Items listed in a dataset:
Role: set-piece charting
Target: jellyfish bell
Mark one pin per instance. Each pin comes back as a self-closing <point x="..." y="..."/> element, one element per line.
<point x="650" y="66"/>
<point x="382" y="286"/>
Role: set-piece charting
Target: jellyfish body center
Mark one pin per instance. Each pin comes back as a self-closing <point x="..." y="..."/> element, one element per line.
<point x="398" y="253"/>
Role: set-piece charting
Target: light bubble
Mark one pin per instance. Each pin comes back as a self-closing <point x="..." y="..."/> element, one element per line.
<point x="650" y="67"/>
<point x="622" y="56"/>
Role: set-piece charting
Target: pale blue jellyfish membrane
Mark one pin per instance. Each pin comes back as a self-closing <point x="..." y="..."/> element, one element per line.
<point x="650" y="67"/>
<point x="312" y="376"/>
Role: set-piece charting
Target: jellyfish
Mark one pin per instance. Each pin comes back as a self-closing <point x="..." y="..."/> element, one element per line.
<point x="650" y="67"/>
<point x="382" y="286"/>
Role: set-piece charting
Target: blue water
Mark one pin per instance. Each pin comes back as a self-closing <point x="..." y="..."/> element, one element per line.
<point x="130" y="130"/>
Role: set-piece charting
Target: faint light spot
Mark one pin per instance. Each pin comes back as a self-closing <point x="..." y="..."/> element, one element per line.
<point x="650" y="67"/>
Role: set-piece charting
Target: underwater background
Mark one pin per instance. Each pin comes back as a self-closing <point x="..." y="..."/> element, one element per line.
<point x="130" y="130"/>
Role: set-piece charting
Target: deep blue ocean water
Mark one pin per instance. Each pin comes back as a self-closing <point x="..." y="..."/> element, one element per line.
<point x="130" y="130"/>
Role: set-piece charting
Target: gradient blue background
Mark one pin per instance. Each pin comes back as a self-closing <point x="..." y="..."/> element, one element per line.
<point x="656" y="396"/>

TASK REQUIREMENTS: Give back all of the entries above, unchanged in every word.

TASK ANSWER:
Role: set-piece charting
Target: jellyfish bell
Mark one pin per instance. Each pin comes back as a self-closing <point x="..." y="..."/> element, one element per line.
<point x="650" y="66"/>
<point x="382" y="286"/>
Role: set-piece charting
Target: jellyfish body center
Mark one pin per instance. Each pin comes back as a self-closing <point x="..." y="..."/> element, one element per line.
<point x="398" y="253"/>
Role: set-piece charting
Target: light bubble
Mark one pin per instance. Each pin comes back as a self-closing <point x="..." y="..."/> element, one element per line.
<point x="650" y="67"/>
<point x="622" y="56"/>
Role: set-piece charting
Target: pale blue jellyfish membrane
Mark one pin per instance. Each pin comes back as a self-closing <point x="..." y="..."/> element, one element per line.
<point x="650" y="67"/>
<point x="312" y="376"/>
Role: set-piece charting
Target: jellyfish
Mark one pin per instance. Each pin comes back as a self-closing <point x="..." y="..."/> element, one element per line.
<point x="650" y="67"/>
<point x="382" y="286"/>
Role: set-piece charting
Target: blue water
Mark one pin per instance. Each pin comes back as a self-closing <point x="..." y="..."/> element, one element per line.
<point x="130" y="130"/>
Role: set-piece charting
Target: faint light spot
Mark one pin per instance. Each pin comes back as a self-closing <point x="..." y="..."/> element, one element per line.
<point x="650" y="67"/>
Role: set-piece charting
Target: underwater background
Mark one pin per instance. Each pin comes back as a self-closing <point x="..." y="..."/> element, one element per line.
<point x="130" y="130"/>
Role: set-piece charting
Target: deep blue ocean water
Mark one pin per instance. Each pin comes back as a self-closing <point x="..." y="..."/> element, one element per line.
<point x="130" y="130"/>
Role: set-piece charting
Target: gradient blue background
Mark one pin per instance. Each pin comes back as a self-closing <point x="..." y="..."/> element, one element per line.
<point x="656" y="396"/>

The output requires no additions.